#### Source document
GIMP has been referred to as “free Photoshop.” This is both true and misleading. They share a large portion of functionality, but they accomplish that functionality through different processes. Their toolboxes alone are 60% identical, but how you use those tools is slightly different. The bonus that GIMP has over Adobe Photoshop is that it is free, and with a few pointers you can make professional level edits at no cost to your pocket book. Like all programs, GIMP has its quirks; I have tried to outline the more common ones in the “Trouble Spots” section. If GIMP has one downfall it is CMYK support. Fortunately both Scribus and Inkscape do support CMYK, so you can import your GIMP creation to one of these programs before you send it off to your printer.
Download and InstallTo download gimp, go to: http://www.gimp.org/downloads
There you will find the Windows installer and User manual. You will want to download both! The current build (2.8.11) uses a regular browser window to display the user manual. Once you have both files, install GIMP first, then the User Manual.
If you are on multiple computers throughout the day, you may want to get the portable version (for your thumb drive) at:http://portableapps.com/apps/graphics_pictures/gimp_portable
First RunThe first time you run GIMP it will take much longer than subsequent runs. This is because it is searching your computer for all the design components you already have. (Fonts notably take the most time.)
I like to have just my Toolbox on the left. The two most important tabs for the right dock, are the Layers tab and the Tool Options tab. The History tab is good to have handy, the other tabs are not necessary for beginners. The tabs are drag and drop, so you can configure them however best suits your work style. Those who have used Photoshop will notice that many of the icons in the toolbox are similar to those found in Photoshop, with minor variations. The “Tool Options” tab will automatically show you the options for whichever tool you currently have selected.
########
#### Given records
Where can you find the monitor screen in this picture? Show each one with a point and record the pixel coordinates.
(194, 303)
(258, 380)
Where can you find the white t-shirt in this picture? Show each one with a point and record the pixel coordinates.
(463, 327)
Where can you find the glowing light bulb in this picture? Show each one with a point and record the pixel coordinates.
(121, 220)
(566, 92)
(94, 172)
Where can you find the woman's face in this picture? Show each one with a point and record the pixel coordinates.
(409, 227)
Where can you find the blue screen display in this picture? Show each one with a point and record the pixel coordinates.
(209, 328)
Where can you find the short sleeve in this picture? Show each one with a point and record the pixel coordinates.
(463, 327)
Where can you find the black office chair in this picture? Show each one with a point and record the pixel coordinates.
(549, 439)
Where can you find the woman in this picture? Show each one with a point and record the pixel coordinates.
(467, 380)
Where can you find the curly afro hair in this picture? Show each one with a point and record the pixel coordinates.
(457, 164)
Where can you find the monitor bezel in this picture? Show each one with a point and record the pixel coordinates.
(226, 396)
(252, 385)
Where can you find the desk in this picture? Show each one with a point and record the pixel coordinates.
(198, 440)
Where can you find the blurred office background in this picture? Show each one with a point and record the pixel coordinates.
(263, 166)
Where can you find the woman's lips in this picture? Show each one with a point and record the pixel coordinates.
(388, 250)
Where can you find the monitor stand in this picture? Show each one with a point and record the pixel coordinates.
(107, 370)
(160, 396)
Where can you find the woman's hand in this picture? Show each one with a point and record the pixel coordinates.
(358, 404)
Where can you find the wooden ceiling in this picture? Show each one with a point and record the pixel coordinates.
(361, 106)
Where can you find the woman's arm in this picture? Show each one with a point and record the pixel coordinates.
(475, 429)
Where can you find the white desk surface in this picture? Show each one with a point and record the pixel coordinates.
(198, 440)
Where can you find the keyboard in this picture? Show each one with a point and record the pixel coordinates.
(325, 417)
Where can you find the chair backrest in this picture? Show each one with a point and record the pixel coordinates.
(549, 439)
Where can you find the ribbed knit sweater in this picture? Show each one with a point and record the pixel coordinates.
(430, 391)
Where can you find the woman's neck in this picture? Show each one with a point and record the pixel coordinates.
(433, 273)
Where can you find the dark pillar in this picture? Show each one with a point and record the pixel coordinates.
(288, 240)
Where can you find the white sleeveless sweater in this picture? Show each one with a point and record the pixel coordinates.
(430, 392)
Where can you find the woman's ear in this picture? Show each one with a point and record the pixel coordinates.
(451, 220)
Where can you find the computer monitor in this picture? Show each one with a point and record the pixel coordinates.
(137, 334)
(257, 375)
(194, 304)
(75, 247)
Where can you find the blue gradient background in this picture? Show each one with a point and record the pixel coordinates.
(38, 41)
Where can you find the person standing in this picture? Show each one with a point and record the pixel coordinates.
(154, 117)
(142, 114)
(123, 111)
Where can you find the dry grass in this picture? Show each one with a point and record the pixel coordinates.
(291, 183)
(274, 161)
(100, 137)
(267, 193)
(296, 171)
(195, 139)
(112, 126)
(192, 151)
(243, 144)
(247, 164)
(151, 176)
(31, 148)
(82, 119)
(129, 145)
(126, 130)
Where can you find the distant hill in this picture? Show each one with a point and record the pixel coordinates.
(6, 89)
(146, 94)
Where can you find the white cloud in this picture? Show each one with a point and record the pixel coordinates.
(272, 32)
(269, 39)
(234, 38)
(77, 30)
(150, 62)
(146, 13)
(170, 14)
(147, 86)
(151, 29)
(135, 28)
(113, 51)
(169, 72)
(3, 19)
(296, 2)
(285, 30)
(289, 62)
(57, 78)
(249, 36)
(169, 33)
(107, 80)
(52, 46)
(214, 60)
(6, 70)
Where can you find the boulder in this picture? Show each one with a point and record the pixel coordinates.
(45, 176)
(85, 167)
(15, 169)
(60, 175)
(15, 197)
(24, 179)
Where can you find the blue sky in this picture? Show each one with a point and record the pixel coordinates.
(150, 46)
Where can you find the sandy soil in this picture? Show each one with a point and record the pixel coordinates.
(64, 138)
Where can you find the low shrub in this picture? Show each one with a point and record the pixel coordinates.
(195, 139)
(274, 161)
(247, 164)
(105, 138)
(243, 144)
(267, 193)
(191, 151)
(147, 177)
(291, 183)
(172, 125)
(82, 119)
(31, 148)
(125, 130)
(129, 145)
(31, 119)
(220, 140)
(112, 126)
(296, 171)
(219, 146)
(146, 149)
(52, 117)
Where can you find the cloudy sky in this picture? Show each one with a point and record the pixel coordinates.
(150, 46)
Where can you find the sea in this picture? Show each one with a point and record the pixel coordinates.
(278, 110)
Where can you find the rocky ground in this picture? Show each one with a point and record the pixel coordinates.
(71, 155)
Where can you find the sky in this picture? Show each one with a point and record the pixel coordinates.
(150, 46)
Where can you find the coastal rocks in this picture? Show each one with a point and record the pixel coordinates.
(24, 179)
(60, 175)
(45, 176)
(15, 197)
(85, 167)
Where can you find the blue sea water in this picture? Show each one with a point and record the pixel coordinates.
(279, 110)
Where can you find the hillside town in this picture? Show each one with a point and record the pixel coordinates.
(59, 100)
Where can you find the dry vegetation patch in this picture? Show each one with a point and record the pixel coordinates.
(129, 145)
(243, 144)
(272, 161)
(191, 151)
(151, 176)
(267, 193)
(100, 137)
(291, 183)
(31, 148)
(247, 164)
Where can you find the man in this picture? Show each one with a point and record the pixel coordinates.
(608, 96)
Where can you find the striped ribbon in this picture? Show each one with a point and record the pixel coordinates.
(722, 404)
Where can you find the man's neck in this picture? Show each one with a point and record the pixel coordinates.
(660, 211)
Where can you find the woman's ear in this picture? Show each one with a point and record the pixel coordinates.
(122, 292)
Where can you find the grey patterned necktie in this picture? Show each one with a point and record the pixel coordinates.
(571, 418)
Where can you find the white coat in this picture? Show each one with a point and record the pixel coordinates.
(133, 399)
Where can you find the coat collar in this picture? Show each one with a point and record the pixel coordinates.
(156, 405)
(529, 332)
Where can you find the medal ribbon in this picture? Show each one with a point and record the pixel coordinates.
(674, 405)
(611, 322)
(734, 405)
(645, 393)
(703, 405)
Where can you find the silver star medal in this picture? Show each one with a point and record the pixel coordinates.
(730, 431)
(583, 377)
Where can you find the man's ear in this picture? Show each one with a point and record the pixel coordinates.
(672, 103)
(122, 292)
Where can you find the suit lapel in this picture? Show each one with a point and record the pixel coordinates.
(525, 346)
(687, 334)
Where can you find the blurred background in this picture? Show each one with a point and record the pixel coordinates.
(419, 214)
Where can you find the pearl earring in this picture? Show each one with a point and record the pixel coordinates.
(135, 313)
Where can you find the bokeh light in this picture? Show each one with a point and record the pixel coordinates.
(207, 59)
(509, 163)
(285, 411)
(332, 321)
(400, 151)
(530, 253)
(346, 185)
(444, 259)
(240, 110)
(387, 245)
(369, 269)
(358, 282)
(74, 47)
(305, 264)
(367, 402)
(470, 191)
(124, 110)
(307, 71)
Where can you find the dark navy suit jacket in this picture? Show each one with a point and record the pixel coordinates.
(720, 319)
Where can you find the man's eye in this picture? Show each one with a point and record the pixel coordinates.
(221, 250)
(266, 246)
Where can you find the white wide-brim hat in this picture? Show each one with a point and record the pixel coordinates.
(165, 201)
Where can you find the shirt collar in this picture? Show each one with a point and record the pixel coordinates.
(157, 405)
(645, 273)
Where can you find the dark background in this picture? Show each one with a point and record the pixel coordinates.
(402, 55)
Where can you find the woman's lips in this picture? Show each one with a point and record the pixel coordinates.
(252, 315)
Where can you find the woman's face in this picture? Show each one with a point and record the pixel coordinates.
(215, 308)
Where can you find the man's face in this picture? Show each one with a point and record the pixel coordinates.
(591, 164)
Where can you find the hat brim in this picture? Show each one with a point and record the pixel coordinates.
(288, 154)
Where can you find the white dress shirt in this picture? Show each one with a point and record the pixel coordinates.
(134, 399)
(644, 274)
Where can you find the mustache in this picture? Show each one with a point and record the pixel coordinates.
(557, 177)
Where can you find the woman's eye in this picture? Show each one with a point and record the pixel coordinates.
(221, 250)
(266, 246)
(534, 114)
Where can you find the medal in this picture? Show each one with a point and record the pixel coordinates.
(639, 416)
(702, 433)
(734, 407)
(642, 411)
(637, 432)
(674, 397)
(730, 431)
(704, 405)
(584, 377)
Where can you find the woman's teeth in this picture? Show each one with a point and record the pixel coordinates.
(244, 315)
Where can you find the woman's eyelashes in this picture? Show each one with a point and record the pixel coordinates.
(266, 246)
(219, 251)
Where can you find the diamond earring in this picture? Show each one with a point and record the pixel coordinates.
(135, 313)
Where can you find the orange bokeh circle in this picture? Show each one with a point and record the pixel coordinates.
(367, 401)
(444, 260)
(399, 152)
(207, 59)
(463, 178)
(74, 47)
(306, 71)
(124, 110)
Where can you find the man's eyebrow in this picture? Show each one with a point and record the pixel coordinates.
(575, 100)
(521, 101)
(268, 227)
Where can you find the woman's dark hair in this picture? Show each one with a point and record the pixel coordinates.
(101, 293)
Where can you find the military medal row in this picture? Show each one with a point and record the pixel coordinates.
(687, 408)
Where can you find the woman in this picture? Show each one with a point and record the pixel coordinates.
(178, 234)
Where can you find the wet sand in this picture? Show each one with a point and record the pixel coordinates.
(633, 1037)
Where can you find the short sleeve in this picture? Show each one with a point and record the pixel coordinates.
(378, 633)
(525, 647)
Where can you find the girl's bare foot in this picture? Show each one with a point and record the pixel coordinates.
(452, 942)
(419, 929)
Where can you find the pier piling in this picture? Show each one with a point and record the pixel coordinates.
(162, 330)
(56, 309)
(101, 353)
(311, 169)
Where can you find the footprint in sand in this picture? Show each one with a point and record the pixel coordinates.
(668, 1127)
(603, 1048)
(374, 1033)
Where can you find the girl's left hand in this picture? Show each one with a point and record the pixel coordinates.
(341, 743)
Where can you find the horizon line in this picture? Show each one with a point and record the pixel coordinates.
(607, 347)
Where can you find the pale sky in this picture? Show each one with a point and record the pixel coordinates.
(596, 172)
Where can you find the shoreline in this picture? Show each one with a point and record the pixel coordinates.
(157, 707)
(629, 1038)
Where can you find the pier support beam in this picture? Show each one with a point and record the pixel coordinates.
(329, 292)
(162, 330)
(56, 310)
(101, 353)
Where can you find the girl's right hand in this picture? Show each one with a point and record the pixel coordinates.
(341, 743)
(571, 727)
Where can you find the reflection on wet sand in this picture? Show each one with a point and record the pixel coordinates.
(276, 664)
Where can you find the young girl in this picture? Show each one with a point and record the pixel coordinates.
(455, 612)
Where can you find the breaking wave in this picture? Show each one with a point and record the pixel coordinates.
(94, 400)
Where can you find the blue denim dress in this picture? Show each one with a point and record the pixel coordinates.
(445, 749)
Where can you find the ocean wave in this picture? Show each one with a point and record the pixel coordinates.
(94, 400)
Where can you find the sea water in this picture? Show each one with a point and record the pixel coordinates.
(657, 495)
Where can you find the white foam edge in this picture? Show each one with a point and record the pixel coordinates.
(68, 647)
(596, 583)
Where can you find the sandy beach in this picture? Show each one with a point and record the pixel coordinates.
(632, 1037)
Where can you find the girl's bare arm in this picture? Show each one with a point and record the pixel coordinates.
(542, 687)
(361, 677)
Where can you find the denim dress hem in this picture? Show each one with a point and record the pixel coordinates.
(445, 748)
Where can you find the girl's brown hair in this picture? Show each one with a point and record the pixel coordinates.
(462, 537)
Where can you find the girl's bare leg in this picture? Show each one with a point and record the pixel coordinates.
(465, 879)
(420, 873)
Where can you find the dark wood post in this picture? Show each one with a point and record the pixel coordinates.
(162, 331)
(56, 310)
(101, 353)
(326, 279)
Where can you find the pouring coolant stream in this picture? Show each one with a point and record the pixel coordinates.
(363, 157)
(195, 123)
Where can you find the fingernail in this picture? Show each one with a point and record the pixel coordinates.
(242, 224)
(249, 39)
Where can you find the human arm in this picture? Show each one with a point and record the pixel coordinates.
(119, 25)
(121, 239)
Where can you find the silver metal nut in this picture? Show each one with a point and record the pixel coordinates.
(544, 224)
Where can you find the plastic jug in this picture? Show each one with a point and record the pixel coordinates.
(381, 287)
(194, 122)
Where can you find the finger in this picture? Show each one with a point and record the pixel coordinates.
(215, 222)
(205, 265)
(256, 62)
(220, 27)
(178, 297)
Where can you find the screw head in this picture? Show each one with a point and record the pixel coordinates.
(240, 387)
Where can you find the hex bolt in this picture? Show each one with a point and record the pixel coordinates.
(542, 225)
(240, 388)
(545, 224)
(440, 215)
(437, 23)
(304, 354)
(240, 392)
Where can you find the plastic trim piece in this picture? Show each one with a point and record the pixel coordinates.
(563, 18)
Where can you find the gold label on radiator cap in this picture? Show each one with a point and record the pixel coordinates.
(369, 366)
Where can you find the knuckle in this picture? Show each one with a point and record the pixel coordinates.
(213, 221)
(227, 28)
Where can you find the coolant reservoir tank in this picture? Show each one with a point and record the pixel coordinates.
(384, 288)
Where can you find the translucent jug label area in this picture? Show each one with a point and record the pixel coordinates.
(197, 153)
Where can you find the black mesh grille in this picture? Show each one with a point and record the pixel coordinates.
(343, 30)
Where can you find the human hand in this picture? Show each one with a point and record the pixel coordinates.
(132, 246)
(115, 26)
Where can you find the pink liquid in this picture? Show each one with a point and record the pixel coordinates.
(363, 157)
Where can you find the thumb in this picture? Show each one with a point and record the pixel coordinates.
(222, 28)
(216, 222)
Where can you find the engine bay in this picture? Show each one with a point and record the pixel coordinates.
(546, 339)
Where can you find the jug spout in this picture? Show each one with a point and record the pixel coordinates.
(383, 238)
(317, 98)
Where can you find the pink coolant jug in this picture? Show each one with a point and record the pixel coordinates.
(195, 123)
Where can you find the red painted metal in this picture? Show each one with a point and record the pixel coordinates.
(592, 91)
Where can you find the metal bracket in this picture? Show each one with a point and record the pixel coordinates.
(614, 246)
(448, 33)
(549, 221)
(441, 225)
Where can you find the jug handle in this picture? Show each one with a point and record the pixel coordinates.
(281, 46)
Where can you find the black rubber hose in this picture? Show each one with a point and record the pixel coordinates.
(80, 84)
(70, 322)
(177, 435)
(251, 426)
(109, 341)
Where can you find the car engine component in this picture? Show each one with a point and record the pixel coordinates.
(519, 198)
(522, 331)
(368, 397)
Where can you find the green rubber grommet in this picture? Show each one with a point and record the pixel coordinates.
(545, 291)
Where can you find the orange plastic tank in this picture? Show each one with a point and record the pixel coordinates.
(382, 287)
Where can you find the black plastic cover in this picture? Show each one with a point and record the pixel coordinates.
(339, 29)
########
= Instructions =
a – Which two programs does the GIMP guide name as supporting CMYK?
b – Repeat the rows word for word, starting at the line that contains "Where can you find the black rubber" and ending after the final row.

= Solutions =
a – Scribus and Inkscape.

b –
Where can you find the black rubber hose in this picture? Show each one with a point and record the pixel coordinates.
(80, 84)
(70, 322)
(177, 435)
(251, 426)
(109, 341)
Where can you find the car engine component in this picture? Show each one with a point and record the pixel coordinates.
(519, 198)
(522, 331)
(368, 397)
Where can you find the green rubber grommet in this picture? Show each one with a point and record the pixel coordinates.
(545, 291)
Where can you find the orange plastic tank in this picture? Show each one with a point and record the pixel coordinates.
(382, 287)
Where can you find the black plastic cover in this picture? Show each one with a point and record the pixel coordinates.
(339, 29)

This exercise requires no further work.